*** AVAILABLE RECORDS
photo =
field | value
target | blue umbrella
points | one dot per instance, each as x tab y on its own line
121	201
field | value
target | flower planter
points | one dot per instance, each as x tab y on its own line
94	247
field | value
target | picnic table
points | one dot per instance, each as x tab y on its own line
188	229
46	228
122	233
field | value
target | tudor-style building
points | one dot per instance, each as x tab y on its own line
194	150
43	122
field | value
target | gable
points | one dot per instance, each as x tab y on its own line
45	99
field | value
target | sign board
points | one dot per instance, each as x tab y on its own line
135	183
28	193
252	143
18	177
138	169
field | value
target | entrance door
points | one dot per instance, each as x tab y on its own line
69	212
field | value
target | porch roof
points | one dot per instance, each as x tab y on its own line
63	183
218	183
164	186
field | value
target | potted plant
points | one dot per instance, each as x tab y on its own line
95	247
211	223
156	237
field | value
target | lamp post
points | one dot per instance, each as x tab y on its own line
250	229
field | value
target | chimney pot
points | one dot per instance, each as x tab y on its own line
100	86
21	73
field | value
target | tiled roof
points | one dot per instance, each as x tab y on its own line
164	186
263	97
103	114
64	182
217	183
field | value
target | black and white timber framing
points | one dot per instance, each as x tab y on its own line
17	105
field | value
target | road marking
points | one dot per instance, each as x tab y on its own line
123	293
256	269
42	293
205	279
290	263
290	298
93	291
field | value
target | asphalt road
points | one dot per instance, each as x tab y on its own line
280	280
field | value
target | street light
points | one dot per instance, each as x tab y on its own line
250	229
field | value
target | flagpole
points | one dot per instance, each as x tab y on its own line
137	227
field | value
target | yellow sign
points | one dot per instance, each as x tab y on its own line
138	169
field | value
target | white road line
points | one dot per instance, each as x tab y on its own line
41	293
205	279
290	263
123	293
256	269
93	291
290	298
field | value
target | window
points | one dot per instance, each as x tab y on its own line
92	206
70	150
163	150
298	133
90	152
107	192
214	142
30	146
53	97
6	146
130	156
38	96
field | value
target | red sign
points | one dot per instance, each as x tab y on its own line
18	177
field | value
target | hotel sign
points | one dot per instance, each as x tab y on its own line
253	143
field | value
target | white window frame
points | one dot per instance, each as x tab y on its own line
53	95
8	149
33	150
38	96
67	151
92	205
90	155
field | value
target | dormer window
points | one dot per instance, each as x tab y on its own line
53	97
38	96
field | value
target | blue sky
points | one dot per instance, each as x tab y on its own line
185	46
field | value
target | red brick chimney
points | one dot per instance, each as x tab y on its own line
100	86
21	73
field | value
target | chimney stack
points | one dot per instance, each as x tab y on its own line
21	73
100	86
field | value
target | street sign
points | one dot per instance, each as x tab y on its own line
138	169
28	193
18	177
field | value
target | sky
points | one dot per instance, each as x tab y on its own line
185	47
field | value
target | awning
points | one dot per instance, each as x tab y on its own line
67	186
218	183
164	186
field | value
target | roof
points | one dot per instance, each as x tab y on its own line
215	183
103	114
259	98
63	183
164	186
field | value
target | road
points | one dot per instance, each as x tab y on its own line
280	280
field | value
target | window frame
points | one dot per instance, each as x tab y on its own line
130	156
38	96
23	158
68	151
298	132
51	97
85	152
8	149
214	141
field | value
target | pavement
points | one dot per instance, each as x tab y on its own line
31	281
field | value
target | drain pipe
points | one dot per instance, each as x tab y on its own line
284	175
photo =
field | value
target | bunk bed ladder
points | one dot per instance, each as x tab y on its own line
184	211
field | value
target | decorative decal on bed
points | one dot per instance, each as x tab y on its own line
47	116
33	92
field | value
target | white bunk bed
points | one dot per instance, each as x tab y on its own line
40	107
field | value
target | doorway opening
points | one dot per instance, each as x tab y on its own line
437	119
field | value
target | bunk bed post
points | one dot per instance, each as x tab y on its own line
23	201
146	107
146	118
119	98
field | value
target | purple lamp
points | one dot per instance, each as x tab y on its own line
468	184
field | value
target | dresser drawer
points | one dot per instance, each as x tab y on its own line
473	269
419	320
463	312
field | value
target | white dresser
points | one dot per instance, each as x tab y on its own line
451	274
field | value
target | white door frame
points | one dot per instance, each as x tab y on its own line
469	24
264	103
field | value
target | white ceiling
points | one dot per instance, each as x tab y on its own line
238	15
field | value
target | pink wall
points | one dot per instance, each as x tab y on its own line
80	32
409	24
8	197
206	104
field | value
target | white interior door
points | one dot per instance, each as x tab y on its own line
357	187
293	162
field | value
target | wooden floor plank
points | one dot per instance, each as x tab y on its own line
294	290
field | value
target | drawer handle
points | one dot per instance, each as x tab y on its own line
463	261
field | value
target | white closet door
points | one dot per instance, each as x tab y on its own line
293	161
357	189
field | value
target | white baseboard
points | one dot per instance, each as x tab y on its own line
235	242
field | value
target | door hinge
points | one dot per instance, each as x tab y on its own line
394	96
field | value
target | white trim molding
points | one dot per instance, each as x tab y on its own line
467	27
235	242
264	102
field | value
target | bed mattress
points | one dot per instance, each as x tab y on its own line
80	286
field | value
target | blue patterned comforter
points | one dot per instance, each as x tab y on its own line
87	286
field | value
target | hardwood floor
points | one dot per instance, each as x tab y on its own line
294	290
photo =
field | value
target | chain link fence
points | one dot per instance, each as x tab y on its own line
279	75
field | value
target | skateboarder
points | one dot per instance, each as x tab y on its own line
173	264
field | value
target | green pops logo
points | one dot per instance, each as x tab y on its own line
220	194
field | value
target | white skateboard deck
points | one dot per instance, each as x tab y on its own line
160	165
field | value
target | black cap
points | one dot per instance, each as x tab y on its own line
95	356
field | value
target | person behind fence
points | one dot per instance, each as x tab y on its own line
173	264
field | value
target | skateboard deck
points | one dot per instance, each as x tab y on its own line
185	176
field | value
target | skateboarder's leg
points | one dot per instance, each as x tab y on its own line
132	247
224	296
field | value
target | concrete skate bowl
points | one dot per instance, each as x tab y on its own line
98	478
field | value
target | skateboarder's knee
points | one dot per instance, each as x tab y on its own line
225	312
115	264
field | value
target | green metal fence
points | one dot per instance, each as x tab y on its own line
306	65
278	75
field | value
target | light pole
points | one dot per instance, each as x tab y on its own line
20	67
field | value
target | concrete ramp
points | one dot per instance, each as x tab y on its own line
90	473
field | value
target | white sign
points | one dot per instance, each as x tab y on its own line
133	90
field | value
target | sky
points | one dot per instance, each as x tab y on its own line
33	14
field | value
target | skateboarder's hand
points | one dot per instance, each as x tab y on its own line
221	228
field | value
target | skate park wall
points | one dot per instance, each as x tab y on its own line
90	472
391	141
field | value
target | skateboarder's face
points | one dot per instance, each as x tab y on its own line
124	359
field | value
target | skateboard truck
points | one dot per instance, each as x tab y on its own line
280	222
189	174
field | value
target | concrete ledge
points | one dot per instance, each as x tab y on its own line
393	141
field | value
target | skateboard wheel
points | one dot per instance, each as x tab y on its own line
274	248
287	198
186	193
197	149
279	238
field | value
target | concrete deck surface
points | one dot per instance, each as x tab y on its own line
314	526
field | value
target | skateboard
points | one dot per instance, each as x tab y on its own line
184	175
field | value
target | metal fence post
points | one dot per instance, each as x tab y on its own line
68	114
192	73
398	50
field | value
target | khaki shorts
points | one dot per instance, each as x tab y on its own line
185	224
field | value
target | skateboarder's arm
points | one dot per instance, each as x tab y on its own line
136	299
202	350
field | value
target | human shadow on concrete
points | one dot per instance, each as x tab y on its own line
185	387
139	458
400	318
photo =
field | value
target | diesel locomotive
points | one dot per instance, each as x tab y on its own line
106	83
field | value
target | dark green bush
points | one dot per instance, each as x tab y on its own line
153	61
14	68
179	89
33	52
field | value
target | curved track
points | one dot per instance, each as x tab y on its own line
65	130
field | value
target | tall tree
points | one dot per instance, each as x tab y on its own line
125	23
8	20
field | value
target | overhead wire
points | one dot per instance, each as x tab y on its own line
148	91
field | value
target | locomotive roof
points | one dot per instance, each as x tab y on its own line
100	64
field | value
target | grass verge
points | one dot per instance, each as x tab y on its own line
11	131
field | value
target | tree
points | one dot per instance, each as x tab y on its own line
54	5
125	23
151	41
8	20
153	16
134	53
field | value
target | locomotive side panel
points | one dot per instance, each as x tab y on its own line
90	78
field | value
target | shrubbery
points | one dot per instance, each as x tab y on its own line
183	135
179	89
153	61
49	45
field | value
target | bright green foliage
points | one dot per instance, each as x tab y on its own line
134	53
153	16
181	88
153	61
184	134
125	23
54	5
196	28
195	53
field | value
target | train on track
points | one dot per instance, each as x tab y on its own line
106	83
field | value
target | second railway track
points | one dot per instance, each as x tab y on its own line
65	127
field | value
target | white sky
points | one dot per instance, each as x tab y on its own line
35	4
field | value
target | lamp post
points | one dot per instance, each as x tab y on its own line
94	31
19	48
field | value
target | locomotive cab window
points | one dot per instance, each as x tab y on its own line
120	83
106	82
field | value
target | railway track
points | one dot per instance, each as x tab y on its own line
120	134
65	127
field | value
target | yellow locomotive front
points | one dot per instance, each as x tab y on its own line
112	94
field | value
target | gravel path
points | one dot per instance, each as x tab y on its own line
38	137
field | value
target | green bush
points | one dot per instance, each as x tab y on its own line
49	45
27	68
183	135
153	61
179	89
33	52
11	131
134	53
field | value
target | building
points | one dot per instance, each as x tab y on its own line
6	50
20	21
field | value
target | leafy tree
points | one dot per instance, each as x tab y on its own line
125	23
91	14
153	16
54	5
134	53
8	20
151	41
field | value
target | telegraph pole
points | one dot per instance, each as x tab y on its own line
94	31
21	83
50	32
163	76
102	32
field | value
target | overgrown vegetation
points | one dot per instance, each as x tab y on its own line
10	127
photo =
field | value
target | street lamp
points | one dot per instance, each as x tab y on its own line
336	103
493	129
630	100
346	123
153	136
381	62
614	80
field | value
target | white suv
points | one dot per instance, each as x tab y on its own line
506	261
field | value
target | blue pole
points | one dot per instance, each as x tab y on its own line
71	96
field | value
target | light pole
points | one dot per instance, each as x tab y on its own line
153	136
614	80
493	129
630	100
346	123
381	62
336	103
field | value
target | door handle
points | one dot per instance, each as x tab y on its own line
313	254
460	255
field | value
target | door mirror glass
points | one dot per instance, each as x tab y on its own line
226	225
******
REQUIRED WORK –
Scan the data above for the string "green" and copy each line where it appears.

SOLUTION TO THIS EXERCISE –
target | green pops logo
target | green metal fence
target | dark green bush
target | bright green foliage
target | green bush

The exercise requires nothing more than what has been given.